Stored items
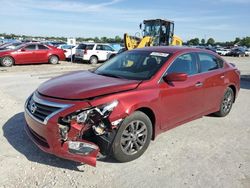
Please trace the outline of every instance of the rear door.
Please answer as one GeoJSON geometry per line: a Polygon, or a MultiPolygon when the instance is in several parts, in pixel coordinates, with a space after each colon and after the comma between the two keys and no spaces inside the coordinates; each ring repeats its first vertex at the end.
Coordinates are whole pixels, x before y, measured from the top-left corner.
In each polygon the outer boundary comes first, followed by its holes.
{"type": "Polygon", "coordinates": [[[219,57],[197,53],[200,75],[203,77],[204,109],[206,112],[216,111],[224,95],[225,74],[224,62],[219,57]]]}
{"type": "Polygon", "coordinates": [[[37,63],[48,62],[48,60],[49,60],[48,53],[49,53],[50,49],[47,46],[42,45],[42,44],[38,44],[37,47],[38,47],[38,49],[35,52],[36,62],[37,63]]]}
{"type": "Polygon", "coordinates": [[[160,82],[160,111],[162,129],[170,129],[187,121],[203,111],[204,91],[202,77],[198,74],[197,58],[194,53],[178,56],[166,74],[186,73],[186,81],[160,82]]]}
{"type": "Polygon", "coordinates": [[[20,64],[36,62],[36,44],[29,44],[18,51],[16,59],[20,64]]]}
{"type": "Polygon", "coordinates": [[[75,58],[82,59],[84,54],[84,49],[86,48],[86,44],[79,44],[76,47],[75,58]]]}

**What you should do**
All entries above are to be reproduced exactly, with no pictures.

**Exercise result**
Please trace the outline of every instance of the rear door.
Please answer as one GeoJSON geometry per line: a Polygon, or a MultiPolygon when the instance is in several parts, in pixel coordinates, with a space after each colon and after the comma between the two keys and no spaces inside the coordinates; each ring repeats its first vertex at the end.
Coordinates are whole pixels, x before y, measured from the top-left corner.
In each polygon the outer boundary comes first, followed by its holes.
{"type": "Polygon", "coordinates": [[[219,57],[197,53],[200,75],[203,77],[204,109],[206,112],[216,111],[224,95],[225,74],[224,62],[219,57]]]}
{"type": "Polygon", "coordinates": [[[37,63],[48,62],[48,60],[49,60],[48,53],[49,53],[50,49],[47,46],[42,45],[42,44],[38,44],[37,47],[38,47],[38,49],[35,52],[36,62],[37,63]]]}
{"type": "Polygon", "coordinates": [[[160,82],[160,111],[162,129],[170,129],[187,121],[203,111],[204,91],[202,77],[198,74],[197,58],[194,53],[178,56],[166,74],[186,73],[186,81],[160,82]]]}
{"type": "Polygon", "coordinates": [[[20,64],[36,62],[36,44],[29,44],[18,51],[16,59],[20,64]]]}
{"type": "Polygon", "coordinates": [[[75,58],[82,59],[84,54],[84,49],[86,48],[86,44],[79,44],[76,47],[75,58]]]}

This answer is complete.